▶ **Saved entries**
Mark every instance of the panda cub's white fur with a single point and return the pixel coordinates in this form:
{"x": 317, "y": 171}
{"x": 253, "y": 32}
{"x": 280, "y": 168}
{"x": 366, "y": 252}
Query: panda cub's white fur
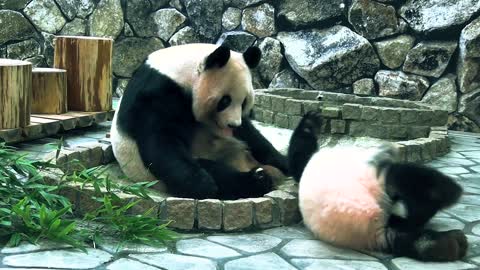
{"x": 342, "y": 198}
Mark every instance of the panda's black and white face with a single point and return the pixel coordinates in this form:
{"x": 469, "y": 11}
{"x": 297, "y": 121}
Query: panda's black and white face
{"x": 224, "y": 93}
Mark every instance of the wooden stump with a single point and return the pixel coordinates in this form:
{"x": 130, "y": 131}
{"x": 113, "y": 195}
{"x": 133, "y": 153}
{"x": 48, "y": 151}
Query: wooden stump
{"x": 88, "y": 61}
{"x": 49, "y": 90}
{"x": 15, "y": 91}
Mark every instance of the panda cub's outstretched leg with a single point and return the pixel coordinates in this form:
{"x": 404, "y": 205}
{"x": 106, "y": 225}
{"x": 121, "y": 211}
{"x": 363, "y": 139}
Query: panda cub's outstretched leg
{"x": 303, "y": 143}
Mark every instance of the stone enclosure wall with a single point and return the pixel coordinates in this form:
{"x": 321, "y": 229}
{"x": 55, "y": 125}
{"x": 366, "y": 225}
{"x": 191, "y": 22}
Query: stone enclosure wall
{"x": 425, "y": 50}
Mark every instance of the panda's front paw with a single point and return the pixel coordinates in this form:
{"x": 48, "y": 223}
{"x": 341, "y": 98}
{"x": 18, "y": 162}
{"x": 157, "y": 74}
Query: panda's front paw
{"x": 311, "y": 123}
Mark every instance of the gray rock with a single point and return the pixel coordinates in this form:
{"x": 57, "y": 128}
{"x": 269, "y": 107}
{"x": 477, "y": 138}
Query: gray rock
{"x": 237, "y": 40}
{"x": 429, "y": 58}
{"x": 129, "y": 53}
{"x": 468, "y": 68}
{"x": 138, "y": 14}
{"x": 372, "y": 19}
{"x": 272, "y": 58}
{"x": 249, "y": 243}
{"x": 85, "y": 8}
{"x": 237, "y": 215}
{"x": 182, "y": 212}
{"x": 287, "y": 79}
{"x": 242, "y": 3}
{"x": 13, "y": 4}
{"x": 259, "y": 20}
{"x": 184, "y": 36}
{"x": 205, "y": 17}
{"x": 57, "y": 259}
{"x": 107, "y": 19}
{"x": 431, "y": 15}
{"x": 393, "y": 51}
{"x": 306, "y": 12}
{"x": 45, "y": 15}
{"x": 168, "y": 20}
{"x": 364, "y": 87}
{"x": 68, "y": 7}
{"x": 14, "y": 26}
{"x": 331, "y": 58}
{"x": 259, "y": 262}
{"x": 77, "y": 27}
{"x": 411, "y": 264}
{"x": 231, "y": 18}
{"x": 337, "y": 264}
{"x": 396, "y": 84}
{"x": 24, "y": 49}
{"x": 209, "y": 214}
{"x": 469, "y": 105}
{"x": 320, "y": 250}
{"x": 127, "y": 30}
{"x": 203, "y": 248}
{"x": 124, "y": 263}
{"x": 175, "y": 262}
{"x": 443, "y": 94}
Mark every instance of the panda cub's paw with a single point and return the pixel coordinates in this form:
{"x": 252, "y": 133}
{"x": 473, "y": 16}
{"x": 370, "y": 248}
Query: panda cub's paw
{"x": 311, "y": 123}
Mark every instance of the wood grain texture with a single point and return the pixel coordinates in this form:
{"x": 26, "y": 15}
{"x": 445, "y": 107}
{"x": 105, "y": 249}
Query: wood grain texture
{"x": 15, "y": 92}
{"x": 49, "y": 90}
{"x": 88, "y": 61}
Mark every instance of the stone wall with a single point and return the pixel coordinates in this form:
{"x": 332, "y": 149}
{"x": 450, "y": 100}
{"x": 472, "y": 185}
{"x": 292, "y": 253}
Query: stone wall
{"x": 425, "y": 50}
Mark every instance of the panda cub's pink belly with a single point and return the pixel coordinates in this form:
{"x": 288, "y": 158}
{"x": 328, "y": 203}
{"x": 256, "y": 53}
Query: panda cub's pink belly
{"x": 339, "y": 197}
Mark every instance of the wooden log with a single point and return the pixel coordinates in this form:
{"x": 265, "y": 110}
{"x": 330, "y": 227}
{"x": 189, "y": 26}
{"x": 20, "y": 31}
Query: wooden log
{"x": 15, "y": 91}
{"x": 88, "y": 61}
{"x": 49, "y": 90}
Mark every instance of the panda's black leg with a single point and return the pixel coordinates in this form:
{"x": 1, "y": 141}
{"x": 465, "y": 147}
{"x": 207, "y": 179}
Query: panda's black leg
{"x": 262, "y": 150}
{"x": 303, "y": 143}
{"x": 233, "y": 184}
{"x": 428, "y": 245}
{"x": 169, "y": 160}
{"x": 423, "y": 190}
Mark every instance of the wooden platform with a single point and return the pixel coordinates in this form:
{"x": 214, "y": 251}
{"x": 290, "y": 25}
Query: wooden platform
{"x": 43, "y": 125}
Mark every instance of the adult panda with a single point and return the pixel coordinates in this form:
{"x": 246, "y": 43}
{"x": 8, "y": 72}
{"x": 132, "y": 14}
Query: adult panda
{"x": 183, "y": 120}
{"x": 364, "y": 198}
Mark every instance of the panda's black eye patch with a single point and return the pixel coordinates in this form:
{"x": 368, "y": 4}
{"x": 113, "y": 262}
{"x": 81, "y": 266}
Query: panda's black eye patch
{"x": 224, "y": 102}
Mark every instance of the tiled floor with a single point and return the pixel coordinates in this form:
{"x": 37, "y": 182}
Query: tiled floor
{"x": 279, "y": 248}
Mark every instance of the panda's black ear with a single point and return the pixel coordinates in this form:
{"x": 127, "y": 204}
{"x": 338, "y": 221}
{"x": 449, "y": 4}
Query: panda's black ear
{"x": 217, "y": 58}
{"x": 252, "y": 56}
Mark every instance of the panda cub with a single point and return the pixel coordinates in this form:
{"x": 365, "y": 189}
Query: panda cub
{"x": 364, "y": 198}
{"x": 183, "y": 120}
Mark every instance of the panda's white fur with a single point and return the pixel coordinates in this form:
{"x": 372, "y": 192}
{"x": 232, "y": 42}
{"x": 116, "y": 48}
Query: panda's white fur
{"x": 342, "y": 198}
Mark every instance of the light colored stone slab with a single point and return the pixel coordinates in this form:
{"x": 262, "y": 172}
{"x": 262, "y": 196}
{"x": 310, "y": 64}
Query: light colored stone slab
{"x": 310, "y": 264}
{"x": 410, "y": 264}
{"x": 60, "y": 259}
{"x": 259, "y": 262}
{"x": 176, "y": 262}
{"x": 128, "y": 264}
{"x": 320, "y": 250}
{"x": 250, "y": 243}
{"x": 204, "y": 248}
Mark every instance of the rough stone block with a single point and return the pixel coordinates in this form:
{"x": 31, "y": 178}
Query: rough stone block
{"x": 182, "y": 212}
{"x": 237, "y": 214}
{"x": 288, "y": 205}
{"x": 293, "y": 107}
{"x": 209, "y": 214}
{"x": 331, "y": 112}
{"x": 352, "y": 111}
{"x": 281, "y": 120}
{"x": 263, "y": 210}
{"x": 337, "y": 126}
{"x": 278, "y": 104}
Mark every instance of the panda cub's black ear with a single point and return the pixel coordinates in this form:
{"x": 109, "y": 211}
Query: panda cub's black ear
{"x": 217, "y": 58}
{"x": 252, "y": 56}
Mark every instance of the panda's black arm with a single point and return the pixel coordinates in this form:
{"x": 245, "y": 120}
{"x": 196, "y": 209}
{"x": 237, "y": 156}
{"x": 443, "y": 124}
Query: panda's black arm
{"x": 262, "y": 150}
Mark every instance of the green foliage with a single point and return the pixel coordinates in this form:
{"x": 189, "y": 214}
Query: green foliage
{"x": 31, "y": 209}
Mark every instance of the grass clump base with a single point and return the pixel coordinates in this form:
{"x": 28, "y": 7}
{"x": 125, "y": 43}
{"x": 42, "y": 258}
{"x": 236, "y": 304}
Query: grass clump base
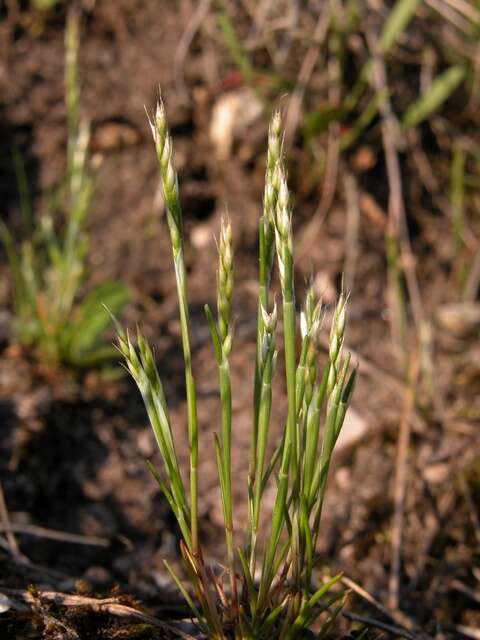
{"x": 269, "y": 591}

▶ **WORK ORDER**
Each line from the one holding "Query: green foliage" through the final line of the data needs to be transcribed exactly. Include both ends, skip the pictures, and add nothing.

▶ **EXERCISE RESPONSE**
Query: green foliage
{"x": 31, "y": 209}
Mark every instance of the grass clump base with a single point and return the pixel coordinates in this form:
{"x": 28, "y": 7}
{"x": 125, "y": 43}
{"x": 42, "y": 258}
{"x": 236, "y": 304}
Query: grass clump base
{"x": 269, "y": 591}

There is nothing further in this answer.